→ SHORT TASK
Please change "Domain" to "Category" in the data from the start through the line with "x=129, y=92", and write those lines out again with nothing else altered.

(Entries from a point annotation set)
↓↓↓
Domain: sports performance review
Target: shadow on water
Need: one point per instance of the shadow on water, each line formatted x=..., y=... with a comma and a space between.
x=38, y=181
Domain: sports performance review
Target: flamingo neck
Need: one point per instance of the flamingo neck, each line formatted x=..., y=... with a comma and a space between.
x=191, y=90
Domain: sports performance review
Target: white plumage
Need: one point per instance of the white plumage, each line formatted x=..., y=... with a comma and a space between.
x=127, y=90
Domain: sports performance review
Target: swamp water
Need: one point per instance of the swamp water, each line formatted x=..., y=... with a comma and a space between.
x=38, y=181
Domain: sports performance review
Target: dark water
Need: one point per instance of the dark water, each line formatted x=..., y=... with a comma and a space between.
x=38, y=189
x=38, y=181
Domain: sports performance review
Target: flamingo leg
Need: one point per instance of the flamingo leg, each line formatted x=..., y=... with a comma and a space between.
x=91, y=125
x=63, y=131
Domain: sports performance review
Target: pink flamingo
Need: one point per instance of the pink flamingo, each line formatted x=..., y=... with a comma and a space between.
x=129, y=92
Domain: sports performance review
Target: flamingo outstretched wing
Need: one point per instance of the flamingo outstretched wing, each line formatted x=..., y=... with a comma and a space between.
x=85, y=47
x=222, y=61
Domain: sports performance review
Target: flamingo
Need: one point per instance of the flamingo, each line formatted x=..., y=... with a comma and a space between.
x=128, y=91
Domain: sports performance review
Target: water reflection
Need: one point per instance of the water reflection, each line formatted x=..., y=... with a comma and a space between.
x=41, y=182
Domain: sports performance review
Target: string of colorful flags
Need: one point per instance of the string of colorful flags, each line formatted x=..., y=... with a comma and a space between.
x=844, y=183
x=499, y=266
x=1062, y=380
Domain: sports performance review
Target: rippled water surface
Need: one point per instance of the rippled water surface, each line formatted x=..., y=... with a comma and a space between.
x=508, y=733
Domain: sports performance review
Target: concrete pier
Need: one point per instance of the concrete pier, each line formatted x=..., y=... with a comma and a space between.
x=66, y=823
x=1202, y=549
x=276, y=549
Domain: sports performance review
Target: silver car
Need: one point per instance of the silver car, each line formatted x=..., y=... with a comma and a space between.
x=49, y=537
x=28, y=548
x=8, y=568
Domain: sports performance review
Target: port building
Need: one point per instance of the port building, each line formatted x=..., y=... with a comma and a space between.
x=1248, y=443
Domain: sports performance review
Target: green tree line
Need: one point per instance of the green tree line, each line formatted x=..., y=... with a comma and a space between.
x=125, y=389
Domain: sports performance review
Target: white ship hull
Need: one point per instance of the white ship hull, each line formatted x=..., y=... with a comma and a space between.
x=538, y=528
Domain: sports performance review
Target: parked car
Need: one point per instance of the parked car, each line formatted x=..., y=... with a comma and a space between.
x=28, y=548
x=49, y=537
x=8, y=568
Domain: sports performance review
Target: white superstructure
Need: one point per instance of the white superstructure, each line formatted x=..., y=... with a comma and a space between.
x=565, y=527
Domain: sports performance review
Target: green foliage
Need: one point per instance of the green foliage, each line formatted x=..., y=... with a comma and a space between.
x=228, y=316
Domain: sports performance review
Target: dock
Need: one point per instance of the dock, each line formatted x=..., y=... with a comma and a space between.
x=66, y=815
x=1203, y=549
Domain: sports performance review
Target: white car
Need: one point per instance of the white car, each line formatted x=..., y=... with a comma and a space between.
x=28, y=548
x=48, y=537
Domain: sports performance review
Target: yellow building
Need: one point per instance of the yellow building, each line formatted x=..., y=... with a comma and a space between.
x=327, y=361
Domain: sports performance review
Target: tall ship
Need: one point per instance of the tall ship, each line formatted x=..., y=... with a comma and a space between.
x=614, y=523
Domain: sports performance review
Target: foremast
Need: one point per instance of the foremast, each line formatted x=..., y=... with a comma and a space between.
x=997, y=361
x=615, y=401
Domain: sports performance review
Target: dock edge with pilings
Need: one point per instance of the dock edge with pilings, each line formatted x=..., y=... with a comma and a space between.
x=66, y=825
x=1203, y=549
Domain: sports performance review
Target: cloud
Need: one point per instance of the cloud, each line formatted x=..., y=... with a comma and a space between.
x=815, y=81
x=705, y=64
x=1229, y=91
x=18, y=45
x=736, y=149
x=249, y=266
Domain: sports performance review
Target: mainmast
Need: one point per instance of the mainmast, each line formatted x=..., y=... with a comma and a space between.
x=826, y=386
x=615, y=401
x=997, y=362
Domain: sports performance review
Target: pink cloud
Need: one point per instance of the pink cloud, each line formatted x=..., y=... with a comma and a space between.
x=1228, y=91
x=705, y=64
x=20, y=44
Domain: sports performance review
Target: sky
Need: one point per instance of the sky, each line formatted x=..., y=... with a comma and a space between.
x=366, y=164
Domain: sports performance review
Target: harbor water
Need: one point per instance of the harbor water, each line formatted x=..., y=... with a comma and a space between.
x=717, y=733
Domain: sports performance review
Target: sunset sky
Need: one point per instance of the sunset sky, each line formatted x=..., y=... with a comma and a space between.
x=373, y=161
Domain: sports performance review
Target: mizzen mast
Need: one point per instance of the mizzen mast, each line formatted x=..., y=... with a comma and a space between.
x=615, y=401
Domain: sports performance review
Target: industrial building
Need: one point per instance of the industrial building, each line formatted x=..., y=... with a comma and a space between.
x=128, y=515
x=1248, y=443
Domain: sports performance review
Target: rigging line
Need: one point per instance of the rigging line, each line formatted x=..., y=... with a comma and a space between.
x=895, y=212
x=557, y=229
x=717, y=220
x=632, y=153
↑↑↑
→ WRITTEN SOLUTION
Category: sports performance review
Target: shadow on water
Need: one point per instance of the shadow on water, each line formatted x=..., y=... with a comma and a space between.
x=38, y=181
Category: sports performance review
Target: flamingo neck
Need: one point per instance of the flamingo neck, each line formatted x=..., y=... with a comma and a space between.
x=191, y=90
Category: sports performance review
Target: white plumage
Need: one point per instance of the white plumage, each line formatted x=..., y=... with a comma and a space between.
x=127, y=90
Category: sports performance review
Target: swamp water
Need: one point per instance of the swamp water, each line formatted x=..., y=... with a comma and a space between.
x=38, y=181
Category: sports performance review
Target: dark water
Need: one point per instance of the dark water, each line formatted x=..., y=... with a comma and a space between.
x=38, y=189
x=38, y=181
Category: sports performance review
Target: flamingo leg
Need: one point per instance of the flamingo leg, each line formatted x=..., y=... with a comma and a space between.
x=91, y=125
x=63, y=131
Category: sports performance review
Target: pink flamingo
Need: one point per instance of the pink flamingo, each line formatted x=..., y=... with a comma and a space between.
x=129, y=92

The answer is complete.